◆ Extracted text
Claw Family Positioning
│
├── AutoResearchClaw  — breadth: any research domain, 23-stage paper pipeline
├── MetaClaw          — meta: cross-run learning, skill extraction
├── OpenClaw          — platform: chat-based research assistant
├── ClawTeam          — collaboration: multi-agent team coordination
├── ScienceClaw       — domain: science-focused agent framework
├── Dr. Claw          — framework: open research agent base
└── EurekaClaw        — depth: mathematical theorem proving + paper writing ← this system

2 Authors and Team

Author	Role (Inferred)
Xuheng Li	Lead developer / architect
Qiwei Di	Core contributor
Chenggong Zhang	Core contributor
Kaixuan Ji	Core contributor
Qingyue Zhao	Core contributor
Yifeng Liu	Core contributor
Shiyuan Zhang	Core contributor
Quanquan Gu	Principal investigator / senior author

BibTeX Citation

@misc{eurekaclaw2026,
  title     = {EurekaClaw: An AI Agent for Capturing Eureka Moments},
  author    = {Li, Xuheng and Di, Qiwei and Zhang, Chenggong and Ji, Kaixuan
               and Zhao, Qingyue and Liu, Yifeng and Zhang, Shiyuan and Gu, Quanquan},
  year      = {2026},
  url       = {https://github.com/EurekaClaw/EurekaClaw}
}

Team composition: Academic research group with 8 contributors. The team size and structure suggest a focused research lab project, likely from a strong ML/AI theory group (given the emphasis on mathematical proof, concentration inequalities, regret bounds, and multi-armed bandits as the showcased domain). Quanquan Gu is a recognized researcher in ML theory and bandits, consistent with the MAB domain plugin being the first and most developed domain.

Institutional context: Unlike the AIMING Lab's AutoResearchClaw (16 contributors across 5 universities), EurekaClaw appears to originate from a single lab, enabling tighter architectural coherence and deeper domain specialization.

◆ Data
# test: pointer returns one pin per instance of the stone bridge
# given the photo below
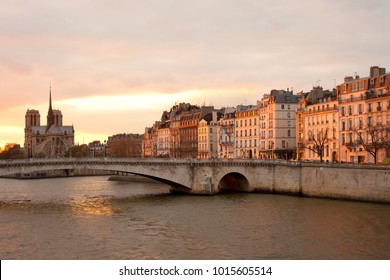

◆ Instructions to follow
Please write out the part of the EurekaClaw text that opens with "BibTeX Citation" and closes with "most developed domain.", swapping "Academic" for "University". The lines above are separate material, apart from the EurekaClaw text.

◆ The completed task
BibTeX Citation

@misc{eurekaclaw2026,
  title     = {EurekaClaw: An AI Agent for Capturing Eureka Moments},
  author    = {Li, Xuheng and Di, Qiwei and Zhang, Chenggong and Ji, Kaixuan
               and Zhao, Qingyue and Liu, Yifeng and Zhang, Shiyuan and Gu, Quanquan},
  year      = {2026},
  url       = {https://github.com/EurekaClaw/EurekaClaw}
}

Team composition: University research group with 8 contributors. The team size and structure suggest a focused research lab project, likely from a strong ML/AI theory group (given the emphasis on mathematical proof, concentration inequalities, regret bounds, and multi-armed bandits as the showcased domain). Quanquan Gu is a recognized researcher in ML theory and bandits, consistent with the MAB domain plugin being the first and most developed domain.